**Görevler**:
1/ Köşe yazıları derlemesine göre Mehmet Kara'nın Yeniasya'daki yazısının başlığı nedir?
2/ Köşe yazıları derlemesinin son cümlesinden sonra gelecek metni yazın.

**Çıkarılan metin**:
====

Kasım 07, 2022 07:55 Europe/Istanbul
  • Türkiye'den köşe yazarları

Cumhuriyet: Yargıda İmamoğlu telkini

Yeniasya:

6’lı masanın teklifi Türkiye için bir şans

Milli gazete:

Erdoğan'a tepki yağdı: Önce simit dağıttı, sonra yat gezisi yaptı

Şimdi ise hafta içi köşe yazıları:

....***

Mehmet Kara 6 Kasım tarihli Yeniasya gazetesinde, "Bir garip medya açılımı"başlıklı yazısını okuyucularla paylaşıyor.

" Seçimler yaklaşırken hükümet bir yandan ekonomiyle ilgili torba kanunlar çıkarırken, bir yandan da “medya açılımı” yapıyor. Neredeyse 20 yıldır uygulanan, basına ayrımcılık olan akreditasyon uygulamasını kaldırmak(!) adına “Türkiye yüzyılı” toplantısına “bazı muhalif” gazetecileri çağırmıştı."diyen yazar, yazısının devamında şu ifadelere yer veriyor:  

...***

Önümüzdeki günlerde yapılacak bir toplantıya da yine “muhalif” dedikleri bazı gazetecileri davet etmişler. İlk toplantıya davet edilen birçok gazeteci toplantıya katılmazken, katılanların çoğunun gazete ya da televizyonda çalışmayan gazetecilerden seçildiği ise dikkat çekti.

====

**Saklanan kayıtlar**:
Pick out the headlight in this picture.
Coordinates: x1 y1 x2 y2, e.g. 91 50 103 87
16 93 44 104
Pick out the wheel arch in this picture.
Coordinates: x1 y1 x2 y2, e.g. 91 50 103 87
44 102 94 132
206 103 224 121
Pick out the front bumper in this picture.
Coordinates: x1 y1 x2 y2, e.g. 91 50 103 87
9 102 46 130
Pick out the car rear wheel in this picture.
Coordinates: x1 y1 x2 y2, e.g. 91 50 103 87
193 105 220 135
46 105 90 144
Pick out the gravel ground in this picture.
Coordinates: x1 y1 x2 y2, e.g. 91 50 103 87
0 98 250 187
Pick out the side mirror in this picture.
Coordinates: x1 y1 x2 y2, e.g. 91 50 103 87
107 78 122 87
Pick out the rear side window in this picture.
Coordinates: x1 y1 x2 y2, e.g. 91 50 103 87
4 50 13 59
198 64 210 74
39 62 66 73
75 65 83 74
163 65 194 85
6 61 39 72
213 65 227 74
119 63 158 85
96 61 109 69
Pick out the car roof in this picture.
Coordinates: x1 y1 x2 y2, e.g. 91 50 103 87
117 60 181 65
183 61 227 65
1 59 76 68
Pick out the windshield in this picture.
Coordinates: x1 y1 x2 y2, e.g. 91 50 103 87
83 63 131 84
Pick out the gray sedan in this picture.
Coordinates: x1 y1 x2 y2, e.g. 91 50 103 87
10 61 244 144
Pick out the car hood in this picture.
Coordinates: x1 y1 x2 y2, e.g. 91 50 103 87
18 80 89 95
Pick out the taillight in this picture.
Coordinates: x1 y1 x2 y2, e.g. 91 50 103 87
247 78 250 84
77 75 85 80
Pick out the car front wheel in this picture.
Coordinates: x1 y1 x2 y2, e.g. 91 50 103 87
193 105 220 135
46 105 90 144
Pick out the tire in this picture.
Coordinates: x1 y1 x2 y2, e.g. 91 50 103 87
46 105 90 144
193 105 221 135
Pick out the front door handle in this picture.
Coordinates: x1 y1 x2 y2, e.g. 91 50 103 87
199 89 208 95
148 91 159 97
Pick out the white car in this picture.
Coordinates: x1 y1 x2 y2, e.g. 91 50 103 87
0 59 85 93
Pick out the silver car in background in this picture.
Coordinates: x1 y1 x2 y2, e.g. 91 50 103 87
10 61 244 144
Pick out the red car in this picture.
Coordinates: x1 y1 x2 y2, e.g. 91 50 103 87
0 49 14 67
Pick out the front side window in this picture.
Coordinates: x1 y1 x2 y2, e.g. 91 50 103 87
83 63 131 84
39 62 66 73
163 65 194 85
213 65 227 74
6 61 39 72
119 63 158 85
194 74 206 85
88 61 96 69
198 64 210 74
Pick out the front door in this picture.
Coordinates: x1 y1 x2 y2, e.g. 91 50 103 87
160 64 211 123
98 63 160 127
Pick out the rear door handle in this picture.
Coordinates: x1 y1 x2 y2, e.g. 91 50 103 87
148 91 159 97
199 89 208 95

====

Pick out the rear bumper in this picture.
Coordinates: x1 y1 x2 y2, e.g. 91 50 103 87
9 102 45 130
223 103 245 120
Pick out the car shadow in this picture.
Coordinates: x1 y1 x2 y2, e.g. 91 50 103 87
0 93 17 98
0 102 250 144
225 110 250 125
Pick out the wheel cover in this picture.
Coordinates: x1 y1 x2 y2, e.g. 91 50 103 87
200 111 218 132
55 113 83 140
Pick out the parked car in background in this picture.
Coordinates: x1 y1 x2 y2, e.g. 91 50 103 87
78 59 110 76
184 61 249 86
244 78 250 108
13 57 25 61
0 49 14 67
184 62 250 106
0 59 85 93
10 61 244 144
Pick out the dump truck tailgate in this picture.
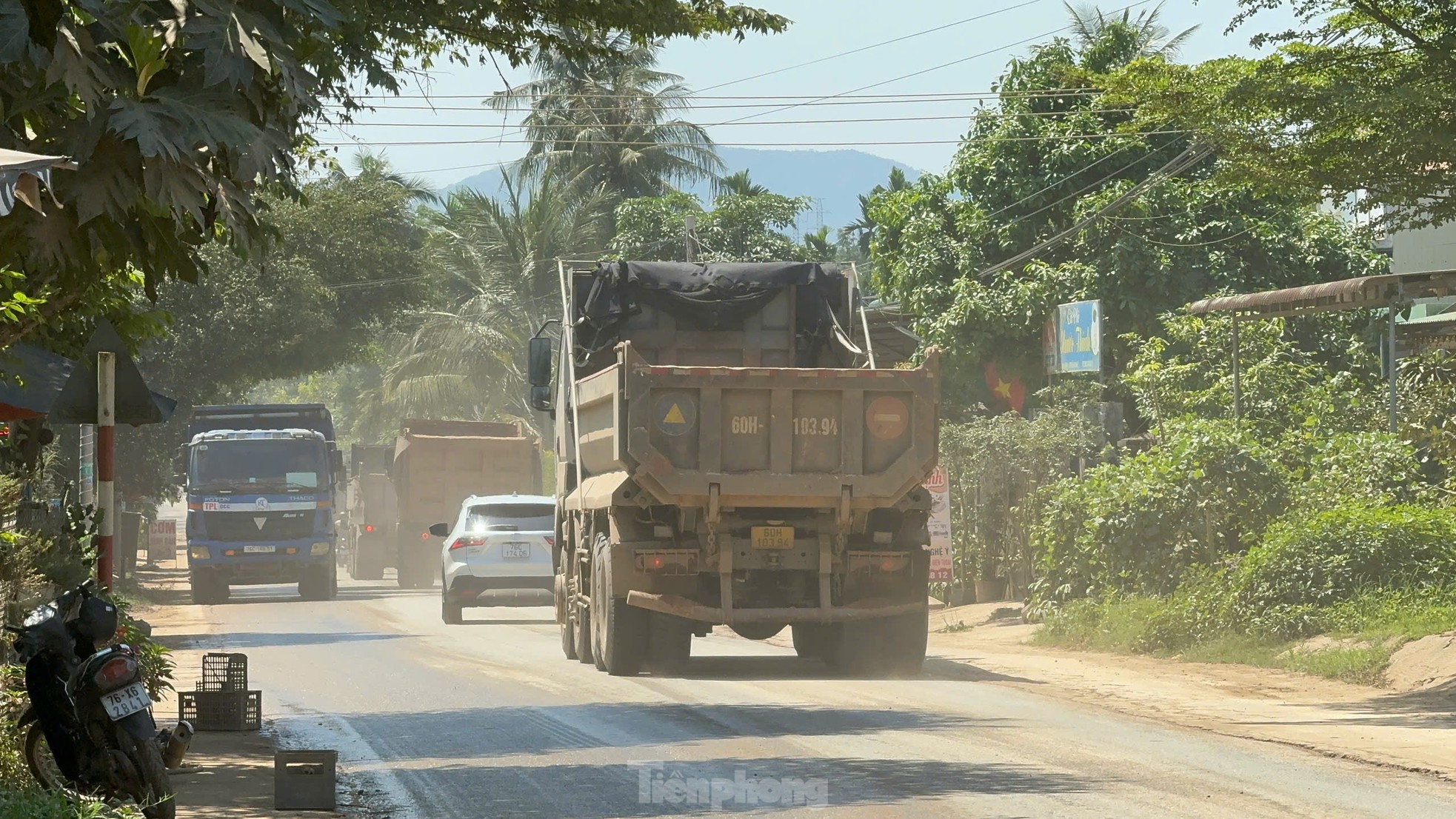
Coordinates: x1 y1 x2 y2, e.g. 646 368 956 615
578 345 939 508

====

**Alıştırma yanıtları**:
1/ Bir garip medya açılımı

2/
Son “medya açılım”ındaki birçok gariplik gözlerden kaçmadı. Onlardan birkaçını sıralayalım: 

AKP akreditasyonu icat etmeden(!) önce, böyle programlarda gazetelere davetiye gönderilir ve isim istenir, gönderilen o isimlere kart çıkartılırdı. Her gazete ve televizyon, programı izlerdi. Yandaş-muhalif ayrımı yapılmazdı. Ne zaman ki AKP iktidara geldi, kendilerine muhalif gördükleri gazeteleri ve gazetecileri programlarına çağırmamaya başladılar. Cumhurbaşkanlığının uyguladığı akreditasyon zamanla bütün bakanlıklara ve resmî kurumlara kadar indi. Basın kartı olan gazeteciler bile “akredite değilsiniz” denilerek kapıdan geri dönmek zorunda kaldılar.  

Davet edilen gazetecilerin çalıştığı kurumların ya Basın İlan Kurumu’ndan ilan cezası verilen kurumlar ya da gazeteye akreditasyon uygulanırken, o kurumdan birisinin davet edilmesi tezatlık ve ikinci gariplik oldu.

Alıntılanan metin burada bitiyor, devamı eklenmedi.